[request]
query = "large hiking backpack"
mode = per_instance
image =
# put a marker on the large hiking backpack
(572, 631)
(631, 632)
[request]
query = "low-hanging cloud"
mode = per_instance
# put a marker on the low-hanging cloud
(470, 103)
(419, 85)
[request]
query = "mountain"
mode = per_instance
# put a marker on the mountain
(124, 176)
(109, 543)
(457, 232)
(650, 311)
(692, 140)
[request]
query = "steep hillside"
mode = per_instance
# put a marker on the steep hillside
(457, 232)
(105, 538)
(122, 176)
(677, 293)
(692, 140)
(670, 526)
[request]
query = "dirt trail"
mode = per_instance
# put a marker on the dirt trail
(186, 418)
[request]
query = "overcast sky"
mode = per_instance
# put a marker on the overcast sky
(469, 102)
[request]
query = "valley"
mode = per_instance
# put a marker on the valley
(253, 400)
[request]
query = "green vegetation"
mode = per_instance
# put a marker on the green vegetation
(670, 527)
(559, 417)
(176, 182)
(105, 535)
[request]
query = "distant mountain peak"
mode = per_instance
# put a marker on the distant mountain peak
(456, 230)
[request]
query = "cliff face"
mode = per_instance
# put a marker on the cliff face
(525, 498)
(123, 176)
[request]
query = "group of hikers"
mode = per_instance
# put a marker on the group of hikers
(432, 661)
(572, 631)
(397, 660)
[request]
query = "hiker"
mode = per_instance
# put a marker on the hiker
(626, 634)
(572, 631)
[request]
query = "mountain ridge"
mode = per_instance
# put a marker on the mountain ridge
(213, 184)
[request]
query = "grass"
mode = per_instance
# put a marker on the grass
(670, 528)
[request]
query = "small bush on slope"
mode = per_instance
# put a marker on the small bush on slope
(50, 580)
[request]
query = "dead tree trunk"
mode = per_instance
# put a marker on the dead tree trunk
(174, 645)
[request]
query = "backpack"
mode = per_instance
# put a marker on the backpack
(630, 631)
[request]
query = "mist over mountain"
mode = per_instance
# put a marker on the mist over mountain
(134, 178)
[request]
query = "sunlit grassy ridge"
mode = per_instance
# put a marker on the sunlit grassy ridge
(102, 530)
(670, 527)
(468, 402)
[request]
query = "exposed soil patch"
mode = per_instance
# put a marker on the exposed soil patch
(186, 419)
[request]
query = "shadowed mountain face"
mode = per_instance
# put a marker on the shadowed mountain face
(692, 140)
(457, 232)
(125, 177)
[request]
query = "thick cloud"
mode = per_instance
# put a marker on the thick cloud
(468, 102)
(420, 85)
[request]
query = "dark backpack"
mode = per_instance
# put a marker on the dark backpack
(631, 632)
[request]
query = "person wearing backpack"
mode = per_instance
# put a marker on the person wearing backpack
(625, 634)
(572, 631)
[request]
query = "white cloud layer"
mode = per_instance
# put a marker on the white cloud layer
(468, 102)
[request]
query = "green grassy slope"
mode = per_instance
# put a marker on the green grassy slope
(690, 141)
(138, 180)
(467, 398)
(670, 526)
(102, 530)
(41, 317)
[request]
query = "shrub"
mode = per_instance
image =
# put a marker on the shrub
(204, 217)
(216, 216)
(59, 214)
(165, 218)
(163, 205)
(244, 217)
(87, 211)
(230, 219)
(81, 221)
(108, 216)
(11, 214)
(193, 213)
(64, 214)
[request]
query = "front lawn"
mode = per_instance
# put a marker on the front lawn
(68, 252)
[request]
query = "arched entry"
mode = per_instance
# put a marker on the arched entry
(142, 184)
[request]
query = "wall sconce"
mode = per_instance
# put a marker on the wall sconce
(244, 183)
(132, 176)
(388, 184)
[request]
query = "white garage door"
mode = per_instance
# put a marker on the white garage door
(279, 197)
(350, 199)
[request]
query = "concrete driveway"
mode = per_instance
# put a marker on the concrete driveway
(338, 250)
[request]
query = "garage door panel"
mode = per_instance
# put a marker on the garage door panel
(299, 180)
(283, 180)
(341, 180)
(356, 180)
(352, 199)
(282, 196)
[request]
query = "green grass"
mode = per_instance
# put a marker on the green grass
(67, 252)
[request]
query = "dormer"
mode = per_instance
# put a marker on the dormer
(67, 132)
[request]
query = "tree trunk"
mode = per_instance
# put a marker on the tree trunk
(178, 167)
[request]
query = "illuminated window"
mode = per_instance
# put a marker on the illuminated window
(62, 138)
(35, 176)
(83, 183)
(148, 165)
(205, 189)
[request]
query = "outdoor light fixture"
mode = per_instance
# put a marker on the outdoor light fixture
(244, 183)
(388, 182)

* * * * *

● HOW TO COMPLETE THIS TASK: A verbatim copy of the records above should be returned.

● REPLY:
[request]
query = "large hiking backpack"
mode = per_instance
image =
# put a marker on the large hiking backpack
(572, 631)
(631, 632)
[request]
query = "low-hanging cloud"
mode = per_instance
# put a marker on the low-hanging cloud
(470, 103)
(419, 85)
[request]
query = "mountain"
mode = per_instance
# put a marker on the mountain
(124, 176)
(109, 543)
(457, 232)
(650, 311)
(692, 140)
[request]
query = "steep hillside"
mode = per_instance
# put a marker on the steep hillside
(457, 232)
(105, 538)
(122, 176)
(677, 293)
(692, 140)
(670, 526)
[request]
query = "dirt trail"
mode = per_instance
# put a marker on the dirt trail
(186, 418)
[request]
query = "overcast sky"
mode = per_instance
# put a marker on the overcast sky
(469, 102)
[request]
query = "valley"
mode = per_instance
# put a marker on the valley
(253, 400)
[request]
query = "green vegetation"
mode = per_instance
# put a marker on the green vegetation
(670, 527)
(559, 417)
(176, 182)
(105, 535)
[request]
query = "distant mountain peak"
mode = per_instance
# put a marker on the distant mountain peak
(456, 230)
[request]
query = "cliff face"
mode = per_instance
# put a marker on the cliff face
(525, 498)
(123, 176)
[request]
query = "group of hikers"
mode = per_instance
# put a marker on the group of hikers
(432, 661)
(572, 631)
(397, 660)
[request]
query = "hiker"
mode = per_instance
# put a marker on the hiker
(626, 634)
(572, 631)
[request]
query = "mountain ridge"
mode = per_instance
# put a marker on the mountain ridge
(213, 184)
[request]
query = "grass"
mode = per_instance
# put a marker on the grass
(670, 528)
[request]
query = "small bush on slope"
mode = per_instance
# put a marker on the small bush on slope
(50, 580)
[request]
query = "dead tree trunk"
mode = per_instance
# put a marker on the dead tree trunk
(174, 645)
[request]
query = "backpack"
mode = per_instance
# put a marker on the backpack
(630, 631)
[request]
query = "mist over mountain"
mode = per_instance
# put a marker on the mist over mountain
(134, 178)
[request]
query = "sunlit grassy ridge"
mode = per_instance
# put a marker on the sunlit grassy ridge
(102, 530)
(670, 527)
(468, 402)
[request]
query = "exposed soil patch"
mode = per_instance
# put a marker on the exposed soil patch
(186, 419)
[request]
query = "shadowed mountain face"
mode = per_instance
# put a marker on the shadowed mountain face
(692, 140)
(457, 232)
(125, 177)
[request]
query = "thick cloud"
mode = per_instance
# put a marker on the thick cloud
(468, 102)
(420, 85)
[request]
query = "dark backpack"
mode = per_instance
# put a marker on the dark backpack
(631, 632)
[request]
query = "person wearing backpack"
mode = per_instance
# put a marker on the person wearing backpack
(625, 634)
(572, 631)
[request]
query = "white cloud layer"
mode = per_instance
# put a marker on the white cloud layer
(468, 102)
[request]
query = "green grassy slope"
mode = per_instance
# put a marker on the green grassy slope
(690, 141)
(138, 180)
(467, 398)
(670, 526)
(102, 530)
(41, 317)
[request]
query = "shrub"
mode = per_instance
image =
# put a marker on the shrub
(204, 217)
(216, 216)
(59, 214)
(165, 218)
(163, 205)
(244, 217)
(87, 211)
(230, 219)
(81, 221)
(108, 216)
(11, 214)
(193, 213)
(64, 214)
[request]
query = "front lawn"
mode = per_instance
# put a marker on the front lawn
(68, 252)
[request]
query = "arched entry"
mode = per_instance
# put a marker on the arched entry
(142, 184)
[request]
query = "wall sconce"
mode = per_instance
# put a marker on the wall sconce
(244, 183)
(132, 176)
(388, 184)
[request]
query = "white garage door"
mode = per_instance
# put a marker on the white garage door
(279, 197)
(350, 199)
[request]
query = "concrete driveway"
mode = per_instance
# put a marker on the concrete driveway
(338, 250)
[request]
query = "garage door panel"
mode = per_instance
# put a marker on the garage door panel
(299, 180)
(283, 180)
(341, 180)
(356, 180)
(352, 199)
(282, 196)
[request]
query = "green grass"
mode = per_instance
# put a marker on the green grass
(67, 252)
[request]
query = "dormer"
mode = per_instance
# put a marker on the dormer
(67, 132)
[request]
query = "tree trunk"
mode = per_instance
# put a marker on the tree trunk
(178, 167)
[request]
query = "illuminated window"
mode = per_instance
# put a marker on the illuminated window
(62, 138)
(35, 176)
(83, 183)
(148, 165)
(205, 189)
[request]
query = "outdoor light fixture"
mode = per_instance
# put a marker on the outdoor light fixture
(244, 183)
(388, 182)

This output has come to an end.